-------- Source
Thursday, November 30, 2006

the Bible? sure, I've read that . . .

I finally got Bl. Theophylact's The Explanation of the New Testament (well, the volumes on Matthew, Mark, and Luke, anyway, which is all that's been published so far in English). I read The Arena a while back, in which Bishop Ignaty hammers his monastic readers on the need to spend time in the Gospels. Honestly, if you're not careful, you can easily come away from a lot of these exhortations with the impression that all Orthodox spiritual fathers want from their children is for them to be more Evangelical--read your Bible more, pray from the heart, don't get so caught up in ritual, etc.

In a sense, it probably is true--everything has its tendencies, and often strengths go hand-in-hand with corresponding weaknesses. So yes, there are areas where Evangelicals probably have a leg up on a lot of Orthodox. As my wife says, Orthodox worship may look more reverent, but isn't it also easier to mask when the people don't actually feel more reverent? Well, yes it is. Viewed positively, you can also play the behaviorist and say that doing it whether you feel it right now or not is a good way to help your feelings catch up. But the negative point is still valid. (On the other hand, the same thing can apply to Evangelicalism--how many times have I found myself singing out, singing well--by all appearances "in to" the worship--but not paying attention to a single word of the lyrics?) But the problem with Evangelicalism is never that it gets everything wrong; it gets quite a bit right. The problem with Evangelicalism is its minimalism--how it jettisoned so much that was good along with the bad that it found in Catholicism. And it can be seen that Evangelicals returning to Orthodoxy bring with them some strengths that the Church needs. But they're strengths that only become useful when they're "baptized" into the Church. Anyway, enough of this tangent.
----------------
## [Stated goal A]
According to the post about Orthodox and Evangelical practice, which volumes of Bl. Theophylact's The Explanation of the New Testament have been published in English so far?
## [Stated goal B]
Continue the post about Orthodox and Evangelical practice, starting right after its final sentence.
The material after the post has nothing to do with it.
-------- Entries shown
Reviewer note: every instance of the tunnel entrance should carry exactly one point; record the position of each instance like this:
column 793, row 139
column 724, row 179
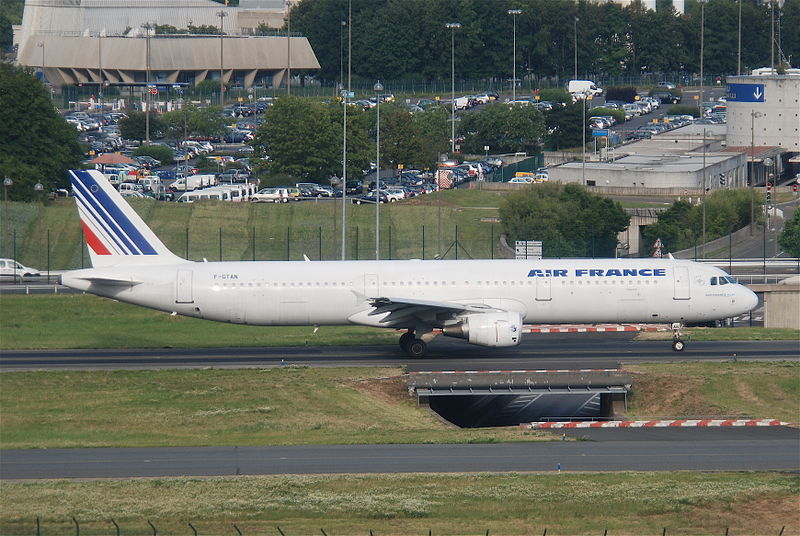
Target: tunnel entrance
column 484, row 399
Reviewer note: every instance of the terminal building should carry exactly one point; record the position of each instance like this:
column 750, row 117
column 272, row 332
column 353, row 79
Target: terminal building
column 113, row 42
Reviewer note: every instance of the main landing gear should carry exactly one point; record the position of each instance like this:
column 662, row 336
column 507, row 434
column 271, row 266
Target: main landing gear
column 413, row 346
column 677, row 342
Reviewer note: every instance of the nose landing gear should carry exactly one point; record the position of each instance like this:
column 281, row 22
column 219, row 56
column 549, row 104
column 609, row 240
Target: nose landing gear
column 677, row 342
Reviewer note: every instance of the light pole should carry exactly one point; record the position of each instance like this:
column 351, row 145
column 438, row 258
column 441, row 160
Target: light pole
column 7, row 183
column 453, row 26
column 378, row 89
column 41, row 45
column 575, row 34
column 514, row 13
column 147, row 26
column 752, row 176
column 739, row 48
column 345, row 94
column 288, row 47
column 702, row 48
column 221, row 14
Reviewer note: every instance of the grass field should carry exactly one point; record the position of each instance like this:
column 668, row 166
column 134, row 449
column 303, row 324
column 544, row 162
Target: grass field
column 297, row 406
column 417, row 228
column 445, row 504
column 279, row 406
column 761, row 390
column 86, row 321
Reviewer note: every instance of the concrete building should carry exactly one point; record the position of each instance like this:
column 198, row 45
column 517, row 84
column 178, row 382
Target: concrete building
column 94, row 41
column 764, row 113
column 689, row 158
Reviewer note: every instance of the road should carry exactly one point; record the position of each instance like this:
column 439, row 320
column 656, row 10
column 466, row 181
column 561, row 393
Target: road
column 537, row 351
column 773, row 449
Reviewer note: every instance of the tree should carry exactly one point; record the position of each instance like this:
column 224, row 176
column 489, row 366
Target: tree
column 205, row 122
column 134, row 126
column 38, row 145
column 299, row 138
column 789, row 238
column 564, row 126
column 506, row 129
column 569, row 220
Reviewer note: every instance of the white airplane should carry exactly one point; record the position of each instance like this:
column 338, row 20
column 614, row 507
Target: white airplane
column 483, row 301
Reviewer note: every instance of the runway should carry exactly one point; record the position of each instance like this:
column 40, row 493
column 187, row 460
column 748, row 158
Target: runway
column 739, row 449
column 666, row 450
column 539, row 351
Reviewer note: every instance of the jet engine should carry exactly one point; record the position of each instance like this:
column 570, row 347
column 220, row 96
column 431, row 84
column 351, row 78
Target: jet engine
column 488, row 329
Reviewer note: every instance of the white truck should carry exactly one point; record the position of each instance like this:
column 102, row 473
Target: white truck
column 193, row 182
column 581, row 88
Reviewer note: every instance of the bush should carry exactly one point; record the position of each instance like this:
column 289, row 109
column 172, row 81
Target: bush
column 683, row 109
column 159, row 152
column 619, row 115
column 555, row 95
column 625, row 94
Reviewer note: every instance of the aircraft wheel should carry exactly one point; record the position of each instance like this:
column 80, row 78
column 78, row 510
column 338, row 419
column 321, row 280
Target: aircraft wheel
column 405, row 339
column 416, row 348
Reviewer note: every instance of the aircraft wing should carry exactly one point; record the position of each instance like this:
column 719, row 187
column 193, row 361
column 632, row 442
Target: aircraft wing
column 402, row 312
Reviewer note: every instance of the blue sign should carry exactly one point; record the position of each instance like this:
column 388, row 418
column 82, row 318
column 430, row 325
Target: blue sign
column 745, row 92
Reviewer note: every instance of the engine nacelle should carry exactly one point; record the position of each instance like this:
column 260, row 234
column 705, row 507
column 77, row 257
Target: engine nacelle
column 488, row 329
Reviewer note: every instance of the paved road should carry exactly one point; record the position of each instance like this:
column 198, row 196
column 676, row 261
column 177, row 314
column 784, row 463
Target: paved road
column 675, row 450
column 541, row 351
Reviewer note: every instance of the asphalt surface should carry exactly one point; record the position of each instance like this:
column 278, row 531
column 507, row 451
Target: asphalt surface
column 684, row 450
column 537, row 351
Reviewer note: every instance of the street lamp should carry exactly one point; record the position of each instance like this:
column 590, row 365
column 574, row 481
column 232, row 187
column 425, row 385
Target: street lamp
column 288, row 47
column 453, row 26
column 221, row 14
column 514, row 13
column 575, row 34
column 702, row 48
column 378, row 89
column 40, row 44
column 147, row 26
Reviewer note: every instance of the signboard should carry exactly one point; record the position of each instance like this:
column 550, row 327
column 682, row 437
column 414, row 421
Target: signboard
column 528, row 249
column 745, row 92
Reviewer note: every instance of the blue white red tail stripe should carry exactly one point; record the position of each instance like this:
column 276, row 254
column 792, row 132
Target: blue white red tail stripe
column 114, row 231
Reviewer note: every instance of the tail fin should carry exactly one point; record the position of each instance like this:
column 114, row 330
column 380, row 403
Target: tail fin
column 114, row 232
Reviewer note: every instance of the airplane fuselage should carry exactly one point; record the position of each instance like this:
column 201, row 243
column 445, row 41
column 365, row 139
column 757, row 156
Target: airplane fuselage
column 338, row 292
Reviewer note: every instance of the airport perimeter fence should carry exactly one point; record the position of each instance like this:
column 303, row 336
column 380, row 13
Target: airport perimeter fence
column 409, row 88
column 51, row 250
column 192, row 530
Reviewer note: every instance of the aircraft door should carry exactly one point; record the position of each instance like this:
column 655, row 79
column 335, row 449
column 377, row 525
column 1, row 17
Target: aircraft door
column 543, row 285
column 371, row 285
column 183, row 287
column 681, row 275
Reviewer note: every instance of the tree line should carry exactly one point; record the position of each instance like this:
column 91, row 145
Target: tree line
column 408, row 40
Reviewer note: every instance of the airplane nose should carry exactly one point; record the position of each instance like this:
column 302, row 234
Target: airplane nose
column 749, row 299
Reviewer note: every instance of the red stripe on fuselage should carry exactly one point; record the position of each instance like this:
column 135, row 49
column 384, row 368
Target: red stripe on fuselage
column 93, row 241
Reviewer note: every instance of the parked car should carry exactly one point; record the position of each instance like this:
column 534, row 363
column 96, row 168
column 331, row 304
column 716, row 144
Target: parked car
column 14, row 271
column 271, row 195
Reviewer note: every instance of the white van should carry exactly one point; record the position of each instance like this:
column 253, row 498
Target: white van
column 580, row 88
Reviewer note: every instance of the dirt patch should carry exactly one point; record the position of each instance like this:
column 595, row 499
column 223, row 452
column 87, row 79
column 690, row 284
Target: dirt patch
column 665, row 395
column 392, row 390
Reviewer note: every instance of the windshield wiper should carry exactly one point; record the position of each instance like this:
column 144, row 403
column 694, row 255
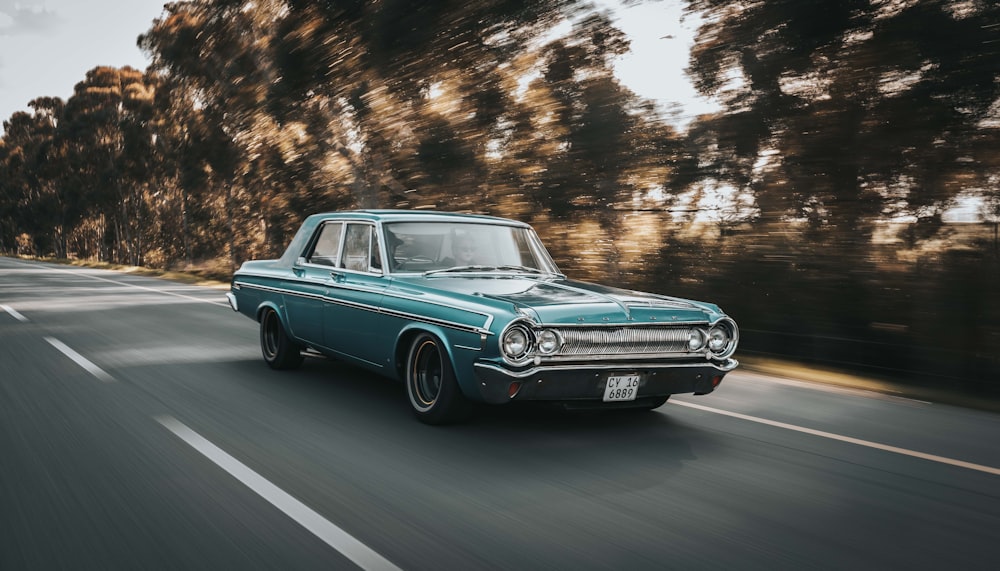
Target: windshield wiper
column 507, row 268
column 520, row 269
column 458, row 269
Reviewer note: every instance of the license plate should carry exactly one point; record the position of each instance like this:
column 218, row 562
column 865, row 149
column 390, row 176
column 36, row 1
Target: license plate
column 621, row 388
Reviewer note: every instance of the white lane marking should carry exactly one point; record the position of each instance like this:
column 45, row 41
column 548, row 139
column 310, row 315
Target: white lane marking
column 848, row 439
column 329, row 533
column 13, row 312
column 825, row 387
column 80, row 360
column 93, row 277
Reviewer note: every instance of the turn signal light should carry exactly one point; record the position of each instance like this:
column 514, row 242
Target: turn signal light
column 513, row 389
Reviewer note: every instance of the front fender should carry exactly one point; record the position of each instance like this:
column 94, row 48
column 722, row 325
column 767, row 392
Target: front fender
column 462, row 348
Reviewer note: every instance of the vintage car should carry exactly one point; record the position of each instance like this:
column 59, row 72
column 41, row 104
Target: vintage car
column 467, row 308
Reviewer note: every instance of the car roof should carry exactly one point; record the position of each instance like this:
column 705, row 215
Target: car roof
column 415, row 216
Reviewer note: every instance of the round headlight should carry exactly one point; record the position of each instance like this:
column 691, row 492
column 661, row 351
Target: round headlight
column 548, row 342
column 515, row 343
column 718, row 339
column 696, row 340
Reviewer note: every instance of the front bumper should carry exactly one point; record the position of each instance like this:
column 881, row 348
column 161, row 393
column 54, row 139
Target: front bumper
column 586, row 382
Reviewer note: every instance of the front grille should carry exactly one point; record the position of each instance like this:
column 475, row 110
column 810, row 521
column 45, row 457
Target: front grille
column 624, row 340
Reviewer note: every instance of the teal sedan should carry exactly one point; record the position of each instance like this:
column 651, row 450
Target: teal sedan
column 465, row 308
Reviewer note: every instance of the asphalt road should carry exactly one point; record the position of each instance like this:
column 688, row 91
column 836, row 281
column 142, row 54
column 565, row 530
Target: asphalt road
column 140, row 429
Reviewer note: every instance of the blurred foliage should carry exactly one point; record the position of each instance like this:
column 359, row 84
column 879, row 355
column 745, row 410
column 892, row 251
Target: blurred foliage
column 811, row 207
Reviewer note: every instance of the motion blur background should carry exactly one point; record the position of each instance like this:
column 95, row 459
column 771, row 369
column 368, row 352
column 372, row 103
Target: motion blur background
column 842, row 204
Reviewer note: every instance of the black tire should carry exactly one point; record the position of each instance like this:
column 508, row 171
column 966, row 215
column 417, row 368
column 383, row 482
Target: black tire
column 430, row 383
column 280, row 352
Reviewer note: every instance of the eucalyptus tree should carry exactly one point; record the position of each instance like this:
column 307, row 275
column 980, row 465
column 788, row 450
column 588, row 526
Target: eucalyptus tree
column 32, row 202
column 845, row 111
column 107, row 147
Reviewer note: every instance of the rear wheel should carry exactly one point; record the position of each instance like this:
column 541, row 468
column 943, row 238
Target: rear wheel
column 279, row 351
column 430, row 383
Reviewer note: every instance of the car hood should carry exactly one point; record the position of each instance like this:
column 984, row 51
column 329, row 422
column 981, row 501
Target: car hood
column 555, row 300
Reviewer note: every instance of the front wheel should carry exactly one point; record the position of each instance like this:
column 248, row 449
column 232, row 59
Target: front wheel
column 431, row 385
column 279, row 351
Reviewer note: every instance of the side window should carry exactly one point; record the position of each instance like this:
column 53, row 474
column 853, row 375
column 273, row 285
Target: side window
column 357, row 247
column 376, row 254
column 327, row 244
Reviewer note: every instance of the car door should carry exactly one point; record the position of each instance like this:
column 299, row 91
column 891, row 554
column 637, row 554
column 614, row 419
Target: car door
column 306, row 298
column 351, row 318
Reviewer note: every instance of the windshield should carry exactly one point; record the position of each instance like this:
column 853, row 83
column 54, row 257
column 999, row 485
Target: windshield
column 463, row 246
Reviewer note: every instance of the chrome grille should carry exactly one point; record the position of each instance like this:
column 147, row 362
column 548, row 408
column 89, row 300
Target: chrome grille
column 624, row 340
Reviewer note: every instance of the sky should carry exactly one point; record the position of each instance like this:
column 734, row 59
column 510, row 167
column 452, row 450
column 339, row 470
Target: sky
column 47, row 47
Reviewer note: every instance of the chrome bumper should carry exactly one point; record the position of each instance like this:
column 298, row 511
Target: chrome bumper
column 586, row 382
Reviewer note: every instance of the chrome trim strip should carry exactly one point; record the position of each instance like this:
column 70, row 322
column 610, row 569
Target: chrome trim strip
column 725, row 367
column 629, row 324
column 376, row 309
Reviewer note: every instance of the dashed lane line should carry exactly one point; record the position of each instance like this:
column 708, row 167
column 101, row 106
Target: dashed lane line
column 14, row 313
column 347, row 545
column 80, row 360
column 848, row 439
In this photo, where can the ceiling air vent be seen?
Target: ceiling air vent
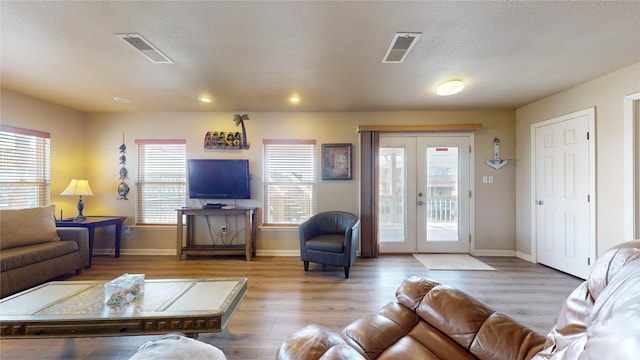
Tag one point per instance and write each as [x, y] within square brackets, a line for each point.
[145, 47]
[400, 46]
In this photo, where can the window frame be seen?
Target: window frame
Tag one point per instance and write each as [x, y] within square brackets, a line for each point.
[25, 167]
[309, 185]
[146, 181]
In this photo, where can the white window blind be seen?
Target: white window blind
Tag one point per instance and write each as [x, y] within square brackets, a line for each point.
[160, 183]
[289, 181]
[25, 168]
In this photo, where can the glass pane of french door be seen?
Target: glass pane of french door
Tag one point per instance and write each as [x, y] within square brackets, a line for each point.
[423, 194]
[442, 193]
[396, 185]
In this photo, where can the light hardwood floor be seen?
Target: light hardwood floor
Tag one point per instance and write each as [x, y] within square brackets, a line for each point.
[282, 298]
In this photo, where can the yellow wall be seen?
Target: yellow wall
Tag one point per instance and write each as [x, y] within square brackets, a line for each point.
[86, 145]
[67, 129]
[606, 94]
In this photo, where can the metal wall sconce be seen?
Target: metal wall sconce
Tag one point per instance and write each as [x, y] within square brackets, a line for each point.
[497, 163]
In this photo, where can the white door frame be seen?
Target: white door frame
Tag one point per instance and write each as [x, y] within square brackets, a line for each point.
[590, 112]
[630, 165]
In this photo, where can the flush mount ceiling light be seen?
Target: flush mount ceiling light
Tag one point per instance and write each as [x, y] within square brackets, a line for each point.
[450, 87]
[146, 48]
[400, 46]
[121, 100]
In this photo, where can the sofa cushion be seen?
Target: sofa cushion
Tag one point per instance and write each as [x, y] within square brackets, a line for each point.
[26, 255]
[27, 226]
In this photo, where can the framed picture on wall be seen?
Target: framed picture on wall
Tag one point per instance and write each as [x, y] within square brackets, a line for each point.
[336, 161]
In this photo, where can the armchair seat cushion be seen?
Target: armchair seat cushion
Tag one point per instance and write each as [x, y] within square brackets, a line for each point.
[328, 243]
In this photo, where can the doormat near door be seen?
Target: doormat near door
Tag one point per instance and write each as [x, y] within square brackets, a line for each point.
[451, 262]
----------------
## [Right answer A]
The volumes on Matthew, Mark, and Luke.

## [Right answer B]
The point is that reading Bishop Ignaty and St. Theophan the Recluse, both harping on the need to read Scripture, got me thinking that I should be spending more time with it myself. I've always had Scripture, so when I came to Orthodoxy, there was all this other stuff to read, and I got distracted from what's most important. Plus, I had learned not to trust my own understanding of Scripture, so I was hesitant to get back into it until I'd had a chance to learn from the Church. Anyway, it was an overreaction on my part, I'm sure, so after reading The Arena I decided to take a break from the library and spend time in the Gospels. I figured I'd focus my attention on Matthew, Mark, and Luke, since John is supposed to be for those who are already in communion. I started with good intentions, and for a while I stuck it out, but I still felt like something was missing. Bishop Ignaty had stressed reading Theophylact along with the Gospels, and I'd noted at the time that there was an English translation available, but I was too cheap to rush out and buy it.

Finally, I got my first installment of Christmas money (from the in-laws, since we saw them for Thanksgiving but won't for Christmas) and ordered the three volumes, which--lucky for me--cover exactly the material I wanted to read anyway. They arrived a couple of days ago, and I started on Matthew. I'm having a hard time putting it down. I especially like the format, which reproduces the whole text of the Gospel throughout the commentary. That way, I don't have to bounce back and forth between two volumes while I read.

Anyway, no profound insights to share just yet. It's enough for now to record my excitement at diving back into Scripture, this time in dialog with the Church as I go. More to follow, I'm sure.

1 comment:

Jim N. said...

Hmmm... I may do this with you!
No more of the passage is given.